▶ Stated goal
Can you swap every "JSON array" in the records below for "JSON list" and give them back otherwise unchanged?

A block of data
++++++++++
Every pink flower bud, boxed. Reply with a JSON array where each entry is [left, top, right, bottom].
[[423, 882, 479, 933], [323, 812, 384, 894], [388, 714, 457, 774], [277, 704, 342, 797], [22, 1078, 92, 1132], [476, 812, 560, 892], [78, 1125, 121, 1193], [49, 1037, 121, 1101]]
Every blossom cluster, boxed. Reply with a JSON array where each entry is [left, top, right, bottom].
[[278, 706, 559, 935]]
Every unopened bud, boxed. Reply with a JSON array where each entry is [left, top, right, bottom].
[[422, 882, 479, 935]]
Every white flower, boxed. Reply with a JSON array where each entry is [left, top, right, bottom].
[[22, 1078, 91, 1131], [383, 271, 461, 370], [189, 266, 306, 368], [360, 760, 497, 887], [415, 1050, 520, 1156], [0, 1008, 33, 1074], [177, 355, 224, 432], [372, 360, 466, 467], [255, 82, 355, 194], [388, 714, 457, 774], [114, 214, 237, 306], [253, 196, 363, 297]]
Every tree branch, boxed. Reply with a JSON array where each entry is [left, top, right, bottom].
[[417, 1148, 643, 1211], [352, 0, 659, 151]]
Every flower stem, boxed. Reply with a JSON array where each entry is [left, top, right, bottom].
++++++++++
▶ Task answer
Every pink flower bud, boxed. Reply with a JSON list where each entry is [left, top, right, bottom].
[[423, 882, 479, 933], [323, 812, 384, 894], [388, 714, 457, 774], [277, 704, 342, 797], [22, 1078, 92, 1132], [476, 812, 560, 892], [78, 1125, 121, 1193], [49, 1037, 121, 1101]]
Every blossom cluster, boxed. Reply with a JSON list where each entry is [left, top, right, bottom].
[[278, 706, 559, 935]]
Every unopened bud, boxed. Reply with a JSON list where each entry is [left, top, right, bottom].
[[422, 882, 479, 935]]
Every white flower, boxed. Reply with a JSON list where each entry is [left, top, right, bottom].
[[22, 1078, 91, 1131], [383, 271, 461, 370], [189, 266, 306, 368], [360, 760, 497, 887], [415, 1050, 520, 1156], [0, 1008, 33, 1074], [177, 355, 224, 432], [372, 360, 466, 467], [255, 82, 355, 194], [388, 714, 457, 774], [114, 214, 237, 306], [253, 196, 363, 297]]
Every tree branch, boxed. Reply with a JSON list where each entry is [left, top, right, bottom].
[[417, 1148, 643, 1211], [352, 0, 659, 151]]
Every flower stem, boxed. Reply with a JSON list where each entry is [left, top, right, bottom].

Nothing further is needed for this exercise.